Carry on the mailing-list exchange about search synonym lists, starting right after its final sentence.

### [Text to read]
— START —
Ultraseek shipped a British-American synonym list as an example, but even
that wasn't very general. One of our customers was a chemical company and
was very surprised when the search "rocket fuel" suggested "arugula",
even though "rocket" is a perfectly good synonym for "arugula".
wunder
On 9/30/08 10:14 AM, "Otis Gospodnetic" <[EMAIL PROTECTED]> wrote:
Pierre,
1) I don't know, but a good place to check and see what previous answers to
this questions were is markmail.org
2) I don't think there is such a thing, but I also don't think there are sites
that make this data freely available (answer to 1?)
— END —
### [Recorded data]
— START —
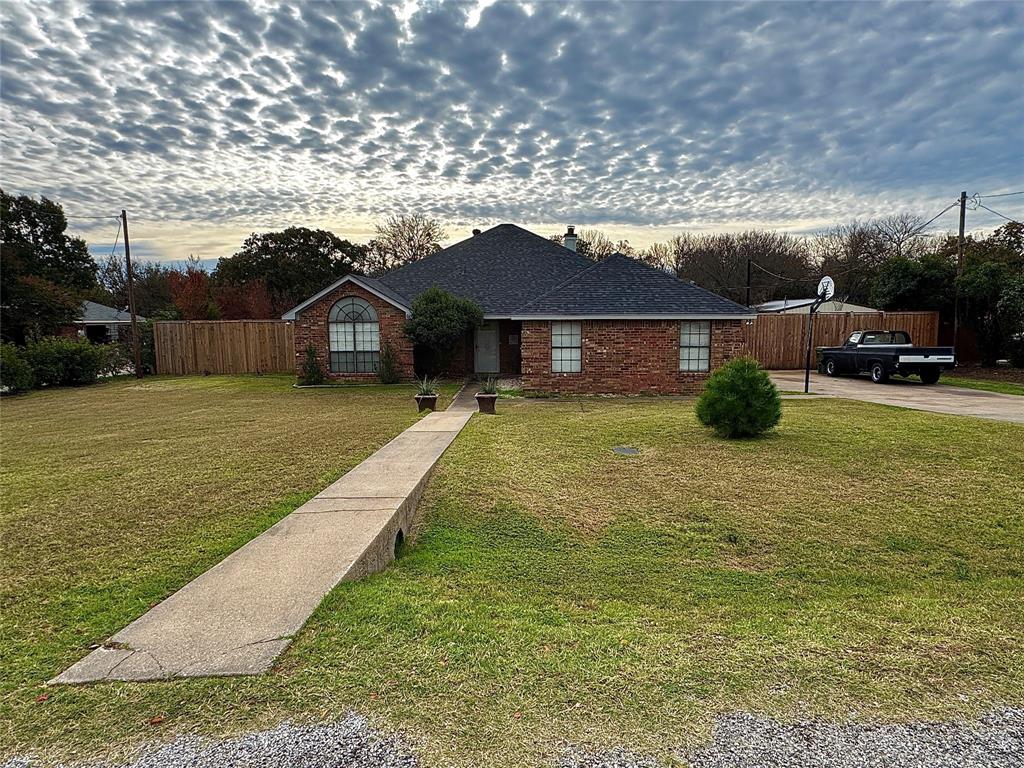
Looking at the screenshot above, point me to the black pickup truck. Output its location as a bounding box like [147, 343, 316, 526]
[817, 331, 956, 384]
— END —
### [Written response]
Otis
--
Sematext -- http://sematext.com/ -- Lucene - Solr - Nutch
----- Original Message ----
From: Pierre Auslaender <[EMAIL PROTECTED]>
To: solr-user@lucene.apache.org
Sent: Tuesday, September 30, 2008 11:28:40 AM
Subject: French synonyms & Online synonyms
Hello,
I'm sure these questions have been raised a million times, I'll try one
more:
1/ Is there any general-purpose, free, French synonyms file out there?
2/ Is there a Solr or Lucene analyser class that could tap an on-line
resource for synoynms at index-time? And by the same token, maintain and
complete a synoynms text file?
Thanks for the great work on SOLR and for the liveliness of this list.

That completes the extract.